[Object pointing dataset rows]
::::::::::
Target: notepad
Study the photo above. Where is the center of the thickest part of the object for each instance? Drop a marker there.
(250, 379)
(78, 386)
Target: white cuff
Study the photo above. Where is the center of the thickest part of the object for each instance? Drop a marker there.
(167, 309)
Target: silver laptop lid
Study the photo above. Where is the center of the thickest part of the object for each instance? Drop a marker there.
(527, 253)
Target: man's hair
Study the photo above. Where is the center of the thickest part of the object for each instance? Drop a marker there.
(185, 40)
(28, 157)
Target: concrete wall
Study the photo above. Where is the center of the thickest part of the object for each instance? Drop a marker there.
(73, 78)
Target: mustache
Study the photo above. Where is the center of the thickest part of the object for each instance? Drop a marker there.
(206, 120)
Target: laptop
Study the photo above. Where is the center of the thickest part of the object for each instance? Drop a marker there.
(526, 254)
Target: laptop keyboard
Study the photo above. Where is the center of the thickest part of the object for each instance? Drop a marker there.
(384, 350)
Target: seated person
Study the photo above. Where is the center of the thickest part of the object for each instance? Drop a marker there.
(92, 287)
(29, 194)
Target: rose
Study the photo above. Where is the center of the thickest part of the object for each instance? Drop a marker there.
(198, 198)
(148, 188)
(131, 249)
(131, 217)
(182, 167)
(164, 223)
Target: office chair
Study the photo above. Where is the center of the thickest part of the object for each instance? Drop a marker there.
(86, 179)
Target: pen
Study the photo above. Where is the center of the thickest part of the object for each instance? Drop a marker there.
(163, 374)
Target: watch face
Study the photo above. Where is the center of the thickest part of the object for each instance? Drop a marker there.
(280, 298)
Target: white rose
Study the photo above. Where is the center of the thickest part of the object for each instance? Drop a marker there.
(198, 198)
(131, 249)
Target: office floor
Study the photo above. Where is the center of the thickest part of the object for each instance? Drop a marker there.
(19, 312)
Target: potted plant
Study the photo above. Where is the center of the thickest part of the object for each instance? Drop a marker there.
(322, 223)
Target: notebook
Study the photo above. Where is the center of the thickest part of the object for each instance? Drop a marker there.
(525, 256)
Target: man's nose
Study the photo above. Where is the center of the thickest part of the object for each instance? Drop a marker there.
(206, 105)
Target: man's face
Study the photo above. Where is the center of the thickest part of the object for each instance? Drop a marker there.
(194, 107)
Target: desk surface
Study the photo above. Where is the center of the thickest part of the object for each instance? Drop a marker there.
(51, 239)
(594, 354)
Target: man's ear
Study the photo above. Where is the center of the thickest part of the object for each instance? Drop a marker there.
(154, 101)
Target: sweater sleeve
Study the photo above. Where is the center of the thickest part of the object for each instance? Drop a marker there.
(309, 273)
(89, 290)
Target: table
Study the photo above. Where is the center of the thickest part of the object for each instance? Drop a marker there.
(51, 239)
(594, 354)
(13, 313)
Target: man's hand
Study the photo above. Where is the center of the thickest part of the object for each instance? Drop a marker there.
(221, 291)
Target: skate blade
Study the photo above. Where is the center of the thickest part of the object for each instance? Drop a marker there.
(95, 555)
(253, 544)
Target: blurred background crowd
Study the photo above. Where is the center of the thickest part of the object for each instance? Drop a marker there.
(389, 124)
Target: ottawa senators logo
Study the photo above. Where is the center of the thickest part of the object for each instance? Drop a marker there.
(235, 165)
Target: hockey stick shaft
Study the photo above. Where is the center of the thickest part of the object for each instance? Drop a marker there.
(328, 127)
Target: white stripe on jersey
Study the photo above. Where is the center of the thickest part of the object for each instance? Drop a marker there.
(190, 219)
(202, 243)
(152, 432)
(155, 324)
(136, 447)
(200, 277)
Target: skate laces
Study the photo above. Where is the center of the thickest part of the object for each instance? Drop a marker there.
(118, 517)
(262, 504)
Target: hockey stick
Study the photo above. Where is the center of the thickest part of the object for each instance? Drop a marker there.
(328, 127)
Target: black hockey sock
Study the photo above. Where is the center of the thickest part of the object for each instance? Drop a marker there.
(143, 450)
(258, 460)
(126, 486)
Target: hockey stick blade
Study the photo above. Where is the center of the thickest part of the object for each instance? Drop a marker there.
::::::::::
Swap every occurrence of "Drop a marker there" in the material for "Mark that spot", and reproduce all the lines with everything else left unchanged.

Target: notepad
Study the photo above. Where is the center of the thickest part of the object for each instance? Mark that spot.
(250, 379)
(78, 386)
Target: white cuff
Study the photo above. Where is the center of the thickest part of the object for each instance? Mark that spot.
(167, 309)
Target: silver laptop lid
Study the photo above. Where is the center of the thickest part of the object for each instance? Mark that spot.
(527, 253)
Target: man's hair
Study the photo above. Where is the center of the thickest part of the object for each instance? Mark that spot.
(185, 40)
(28, 157)
Target: concrete wall
Study the photo above. Where is the center of the thickest part of the object for each instance? Mark that spot.
(73, 78)
Target: mustache
Study the photo above. Where is the center of the thickest part of the object for each instance? Mark that spot.
(206, 120)
Target: laptop
Study the photo above. Where is the center of the thickest part of the object for each instance? Mark that spot.
(526, 254)
Target: laptop keyboard
Study the photo above. Where is the center of the thickest part of the object for each instance? Mark that spot.
(384, 350)
Target: seated person
Study the photo above. Where is the center of the thickest part of the object for each instance? Mark that spot.
(92, 287)
(29, 194)
Target: rose
Study the photo above. Where is the center of the thickest part of the object for each instance? Mark that spot.
(198, 198)
(148, 188)
(131, 249)
(131, 217)
(182, 167)
(164, 223)
Target: office chair
Study the photo above. Where is the center of the thickest part of the object for each instance? Mark that spot.
(86, 179)
Target: pen
Study the photo above. Where is the center of the thickest part of the object for each instance? Mark that spot.
(163, 374)
Target: watch face
Study the photo above. Where is the center of the thickest part of the object for each instance? Mark that spot.
(280, 298)
Target: white rose
Study the photo above. Where is the center of the thickest part of the object for each instance? Mark that spot.
(198, 198)
(131, 249)
Target: office floor
Study the photo above. Where is the center of the thickest part of the object for each instance? Mark that spot.
(19, 312)
Target: potted plant
Study the photo above. Where is the center of the thickest part of the object for each instance? Mark that spot.
(322, 223)
Target: notebook
Study the photo above. Where is the center of the thickest part of the object for each instance? Mark that spot.
(525, 256)
Target: man's nose
Study the photo above. Where is the center of the thickest part of the object for each instance? Mark that spot.
(206, 105)
Target: man's face
Study the photo above. Where is the center of the thickest part of the object for each instance? Mark that spot.
(194, 107)
Target: desk surface
Study the photo above. Where is the center of the thickest part of the object for each instance? Mark that spot.
(51, 239)
(594, 354)
Target: man's ear
Study the photo above. Where is the center of the thickest part of the object for each instance? Mark that spot.
(154, 101)
Target: sweater sleeve
Study the photo above. Where is the center of the thickest part of the object for each instance? Mark that spot.
(309, 273)
(89, 290)
Target: table
Study the photo above. Where is the center of the thickest part of the object for each instance? Mark that spot.
(51, 239)
(594, 354)
(13, 313)
Target: man's hand
Study the photo above. Where is the center of the thickest part of the object for each instance? Mark that spot.
(221, 291)
Target: skate blade
Study the photo above. Where is the center of the thickest part of the object for each instance? Mark that spot.
(95, 555)
(253, 544)
Target: blurred background crowd
Study the photo above. Where is the center of the thickest part of the object for each instance? Mark that spot.
(389, 124)
Target: ottawa senators logo
Study the photo above. Where is the center of the thickest part of the object for each instance? Mark that spot.
(235, 165)
Target: hockey stick shaft
Study the photo above. Where is the center of the thickest part of the object for each instance? Mark that spot.
(328, 127)
Target: white stripe on jersey
Study the photo above. Where is the center of the thickest part of the object for each instance? Mark that spot.
(190, 219)
(202, 243)
(152, 432)
(155, 324)
(136, 447)
(200, 277)
Target: skate laces
Study the photo above. Where is the center of the thickest part of the object for each instance? Mark that spot.
(118, 517)
(262, 504)
Target: hockey stick
Study the photo above. Where is the center of the thickest part of the object for each instance? Mark that spot.
(328, 127)
Target: black hockey sock
Study the photo above. Where is the center of the thickest part of the object for each instance? Mark that spot.
(143, 450)
(258, 460)
(126, 486)
Target: hockey stick blade
Study the photo above. Where is the center of the thickest part of the object for each instance? Mark that spot.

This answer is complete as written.